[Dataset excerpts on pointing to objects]
»»

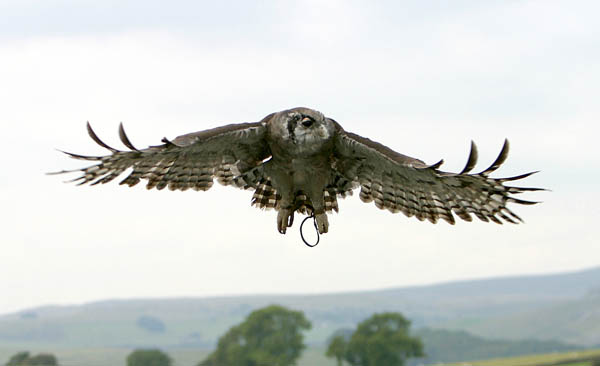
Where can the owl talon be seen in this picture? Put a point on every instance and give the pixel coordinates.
(285, 219)
(322, 223)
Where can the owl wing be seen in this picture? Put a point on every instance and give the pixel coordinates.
(229, 153)
(400, 183)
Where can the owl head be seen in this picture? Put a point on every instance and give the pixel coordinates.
(300, 130)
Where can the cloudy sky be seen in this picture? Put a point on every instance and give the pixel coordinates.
(424, 78)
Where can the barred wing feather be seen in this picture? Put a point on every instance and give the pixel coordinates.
(400, 183)
(227, 153)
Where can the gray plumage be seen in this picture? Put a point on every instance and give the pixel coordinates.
(300, 160)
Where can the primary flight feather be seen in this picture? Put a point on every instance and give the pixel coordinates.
(300, 160)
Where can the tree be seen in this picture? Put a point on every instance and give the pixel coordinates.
(148, 357)
(269, 336)
(24, 359)
(18, 359)
(337, 348)
(43, 359)
(382, 339)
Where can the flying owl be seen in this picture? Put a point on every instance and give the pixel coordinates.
(298, 160)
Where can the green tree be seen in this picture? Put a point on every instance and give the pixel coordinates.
(271, 336)
(43, 359)
(24, 359)
(383, 339)
(18, 359)
(337, 348)
(148, 357)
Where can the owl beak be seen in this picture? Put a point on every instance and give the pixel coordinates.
(307, 122)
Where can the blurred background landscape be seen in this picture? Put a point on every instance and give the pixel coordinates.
(91, 274)
(457, 321)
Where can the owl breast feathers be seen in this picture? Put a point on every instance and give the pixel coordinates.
(298, 160)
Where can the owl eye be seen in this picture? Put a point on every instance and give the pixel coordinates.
(307, 121)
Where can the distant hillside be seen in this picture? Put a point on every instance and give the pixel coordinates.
(480, 305)
(576, 321)
(452, 346)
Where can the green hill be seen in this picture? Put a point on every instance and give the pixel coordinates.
(452, 346)
(576, 321)
(515, 307)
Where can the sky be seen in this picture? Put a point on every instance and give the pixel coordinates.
(424, 78)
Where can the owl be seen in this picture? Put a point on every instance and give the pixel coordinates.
(298, 160)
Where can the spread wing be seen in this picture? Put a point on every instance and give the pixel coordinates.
(229, 153)
(400, 183)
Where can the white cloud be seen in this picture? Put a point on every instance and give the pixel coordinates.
(423, 83)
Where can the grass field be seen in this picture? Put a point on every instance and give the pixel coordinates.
(117, 356)
(311, 357)
(536, 360)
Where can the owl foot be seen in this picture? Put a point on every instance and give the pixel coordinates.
(285, 219)
(322, 223)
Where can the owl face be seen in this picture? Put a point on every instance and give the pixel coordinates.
(301, 130)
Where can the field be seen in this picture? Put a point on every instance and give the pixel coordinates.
(116, 356)
(311, 357)
(539, 360)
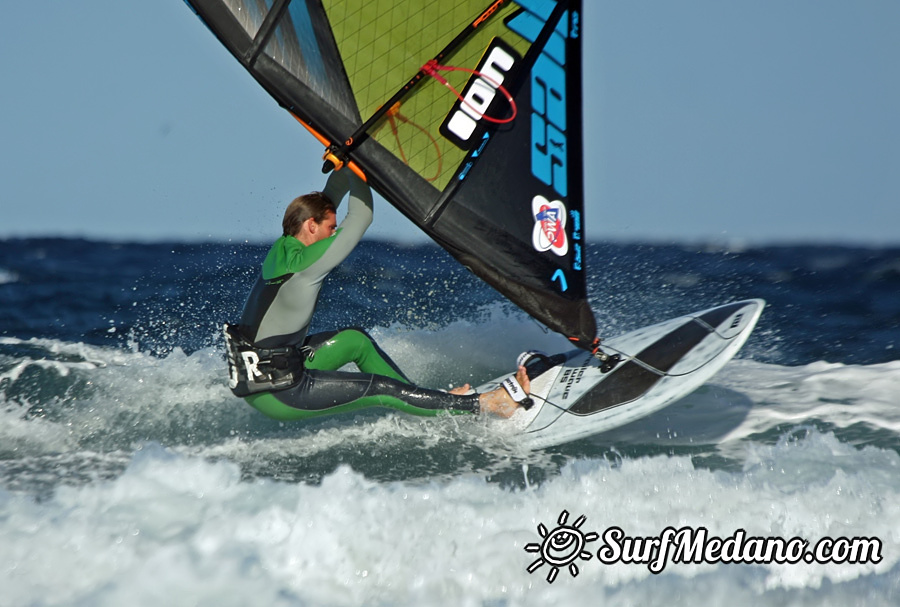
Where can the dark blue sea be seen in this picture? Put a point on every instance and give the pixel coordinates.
(130, 475)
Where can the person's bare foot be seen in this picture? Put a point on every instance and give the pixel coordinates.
(498, 402)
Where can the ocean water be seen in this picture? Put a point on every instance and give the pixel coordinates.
(130, 475)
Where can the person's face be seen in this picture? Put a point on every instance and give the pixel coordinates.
(325, 228)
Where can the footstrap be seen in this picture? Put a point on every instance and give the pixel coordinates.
(517, 392)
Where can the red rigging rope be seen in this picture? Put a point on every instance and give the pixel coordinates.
(433, 67)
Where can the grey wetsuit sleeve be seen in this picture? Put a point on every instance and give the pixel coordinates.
(354, 225)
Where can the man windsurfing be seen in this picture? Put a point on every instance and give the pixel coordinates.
(287, 374)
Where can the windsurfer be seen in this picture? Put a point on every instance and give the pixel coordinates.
(288, 374)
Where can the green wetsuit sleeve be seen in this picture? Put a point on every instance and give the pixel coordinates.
(290, 256)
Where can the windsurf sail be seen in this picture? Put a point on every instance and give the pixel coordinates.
(466, 116)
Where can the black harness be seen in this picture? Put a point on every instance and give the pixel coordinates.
(252, 369)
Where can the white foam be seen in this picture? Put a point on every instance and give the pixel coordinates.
(178, 528)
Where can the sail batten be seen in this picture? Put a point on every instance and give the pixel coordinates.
(504, 197)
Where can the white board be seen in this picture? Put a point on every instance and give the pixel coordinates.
(660, 364)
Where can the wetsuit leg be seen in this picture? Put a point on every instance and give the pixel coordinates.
(334, 349)
(329, 392)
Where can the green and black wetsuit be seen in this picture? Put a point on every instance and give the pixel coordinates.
(275, 323)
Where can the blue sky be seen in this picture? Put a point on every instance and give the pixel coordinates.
(706, 120)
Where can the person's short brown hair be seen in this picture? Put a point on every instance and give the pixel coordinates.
(315, 205)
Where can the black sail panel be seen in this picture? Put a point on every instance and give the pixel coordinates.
(465, 116)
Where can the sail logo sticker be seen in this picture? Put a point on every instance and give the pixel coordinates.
(549, 226)
(461, 126)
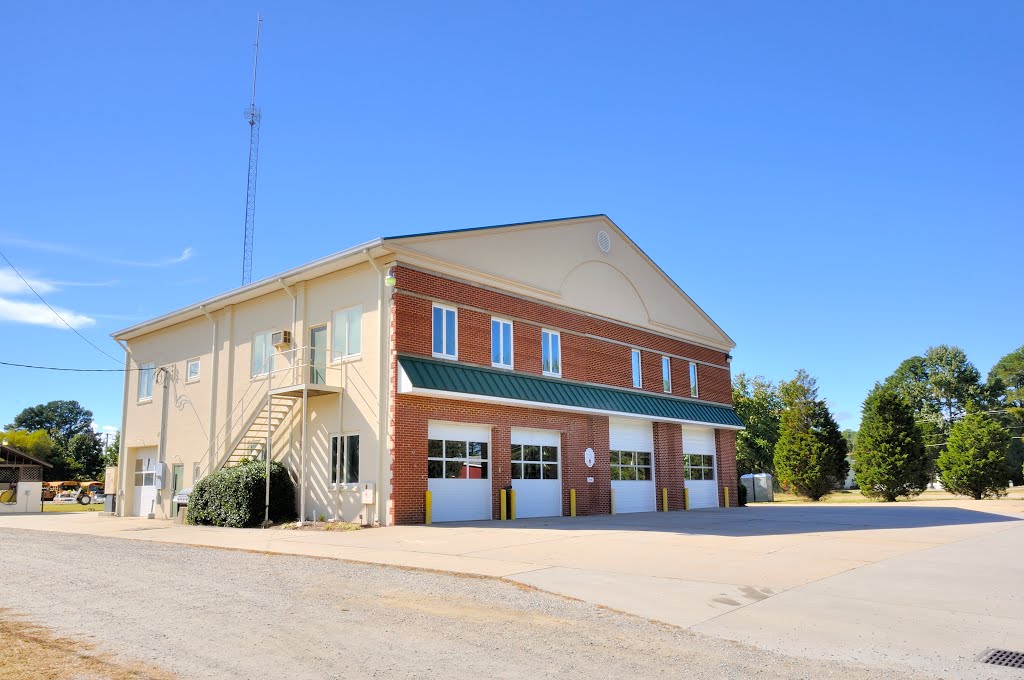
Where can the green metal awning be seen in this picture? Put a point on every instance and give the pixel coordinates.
(461, 381)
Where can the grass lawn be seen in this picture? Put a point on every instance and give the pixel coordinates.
(73, 507)
(854, 496)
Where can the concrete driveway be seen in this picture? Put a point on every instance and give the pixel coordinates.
(927, 586)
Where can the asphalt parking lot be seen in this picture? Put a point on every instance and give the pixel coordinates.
(920, 586)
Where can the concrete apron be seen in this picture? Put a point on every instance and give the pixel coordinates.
(925, 585)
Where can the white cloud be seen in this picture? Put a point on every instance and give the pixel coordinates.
(39, 314)
(11, 284)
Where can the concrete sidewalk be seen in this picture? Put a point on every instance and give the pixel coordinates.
(865, 583)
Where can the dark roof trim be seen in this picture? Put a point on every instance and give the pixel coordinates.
(459, 379)
(492, 226)
(6, 454)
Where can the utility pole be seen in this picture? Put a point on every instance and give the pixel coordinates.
(253, 115)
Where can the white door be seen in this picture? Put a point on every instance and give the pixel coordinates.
(536, 471)
(459, 471)
(145, 486)
(632, 461)
(700, 466)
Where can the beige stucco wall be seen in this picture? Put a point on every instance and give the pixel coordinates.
(225, 382)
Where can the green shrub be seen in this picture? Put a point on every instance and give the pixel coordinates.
(235, 496)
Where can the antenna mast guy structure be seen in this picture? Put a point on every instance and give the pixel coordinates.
(254, 116)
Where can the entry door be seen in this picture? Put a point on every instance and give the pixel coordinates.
(537, 477)
(317, 355)
(145, 485)
(699, 467)
(631, 444)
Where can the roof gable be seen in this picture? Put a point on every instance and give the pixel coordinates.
(568, 262)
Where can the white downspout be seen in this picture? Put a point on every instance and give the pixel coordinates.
(120, 510)
(382, 390)
(213, 391)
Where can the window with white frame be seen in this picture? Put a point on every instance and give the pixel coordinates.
(262, 363)
(345, 459)
(445, 333)
(145, 381)
(192, 370)
(698, 466)
(347, 339)
(449, 459)
(637, 378)
(551, 352)
(501, 343)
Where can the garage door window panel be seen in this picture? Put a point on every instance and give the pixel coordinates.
(452, 459)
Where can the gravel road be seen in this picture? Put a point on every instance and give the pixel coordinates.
(203, 612)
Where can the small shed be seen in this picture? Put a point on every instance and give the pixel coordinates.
(20, 481)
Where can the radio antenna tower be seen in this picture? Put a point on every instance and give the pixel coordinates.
(253, 115)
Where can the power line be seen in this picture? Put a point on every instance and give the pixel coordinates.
(53, 368)
(117, 360)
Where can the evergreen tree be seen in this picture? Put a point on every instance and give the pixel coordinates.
(975, 460)
(810, 454)
(891, 460)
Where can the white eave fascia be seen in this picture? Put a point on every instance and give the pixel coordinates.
(303, 272)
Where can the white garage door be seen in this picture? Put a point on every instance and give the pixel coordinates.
(459, 471)
(700, 469)
(536, 470)
(632, 447)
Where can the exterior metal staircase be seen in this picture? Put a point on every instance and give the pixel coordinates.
(252, 440)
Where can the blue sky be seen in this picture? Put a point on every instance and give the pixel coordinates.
(839, 185)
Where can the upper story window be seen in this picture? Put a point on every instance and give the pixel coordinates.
(192, 370)
(145, 381)
(501, 343)
(445, 333)
(262, 363)
(551, 352)
(347, 340)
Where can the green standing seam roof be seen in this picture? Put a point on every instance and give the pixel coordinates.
(450, 377)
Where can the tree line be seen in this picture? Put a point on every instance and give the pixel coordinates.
(933, 418)
(60, 433)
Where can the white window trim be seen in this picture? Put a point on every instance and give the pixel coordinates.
(153, 378)
(333, 329)
(502, 320)
(556, 334)
(638, 378)
(343, 461)
(438, 305)
(198, 373)
(273, 352)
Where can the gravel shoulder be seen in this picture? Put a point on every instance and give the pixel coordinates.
(201, 612)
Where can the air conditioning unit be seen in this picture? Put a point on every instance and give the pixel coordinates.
(282, 339)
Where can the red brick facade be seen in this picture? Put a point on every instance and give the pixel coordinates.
(585, 358)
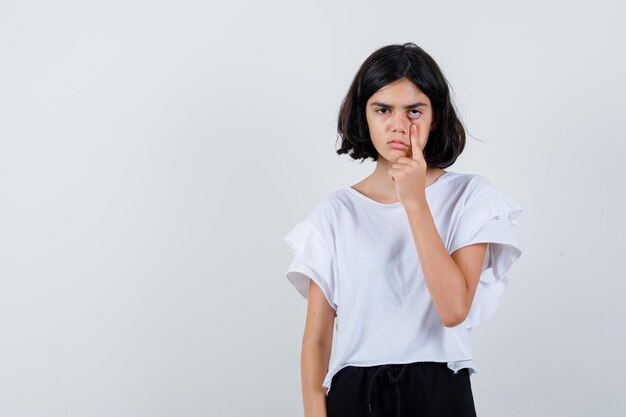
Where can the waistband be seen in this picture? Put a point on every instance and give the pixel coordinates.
(394, 373)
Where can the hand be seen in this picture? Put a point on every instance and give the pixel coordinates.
(409, 172)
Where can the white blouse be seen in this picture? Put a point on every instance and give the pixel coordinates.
(362, 255)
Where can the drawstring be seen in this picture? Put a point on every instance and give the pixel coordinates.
(392, 380)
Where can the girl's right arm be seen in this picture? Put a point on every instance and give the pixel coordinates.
(316, 350)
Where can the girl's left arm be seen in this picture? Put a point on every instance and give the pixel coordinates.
(451, 279)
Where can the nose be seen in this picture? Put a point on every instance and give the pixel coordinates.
(400, 123)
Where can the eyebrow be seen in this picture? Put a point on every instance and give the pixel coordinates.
(410, 106)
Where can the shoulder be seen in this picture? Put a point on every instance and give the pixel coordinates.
(327, 214)
(481, 194)
(463, 187)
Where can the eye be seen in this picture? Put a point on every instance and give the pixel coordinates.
(414, 113)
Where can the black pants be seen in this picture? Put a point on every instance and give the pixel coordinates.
(418, 389)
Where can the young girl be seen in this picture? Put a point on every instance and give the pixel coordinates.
(404, 263)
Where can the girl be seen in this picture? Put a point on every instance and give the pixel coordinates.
(405, 262)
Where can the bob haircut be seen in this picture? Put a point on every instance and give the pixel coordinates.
(384, 66)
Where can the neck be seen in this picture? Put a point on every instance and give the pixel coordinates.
(385, 187)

««

GIVEN REQUEST: Format the lines as a numbered list, starting with the line that contains "Where can the bob" and going on through the end of the entries, with blank lines left out.

EXPECTED ANSWER:
1. Where can the bob haircut be seen in this picture? Put a point on every instance and give the pixel coordinates.
2. (384, 66)
3. Where can the neck be seen in this picture? Put a point on every instance and give the pixel coordinates.
4. (385, 187)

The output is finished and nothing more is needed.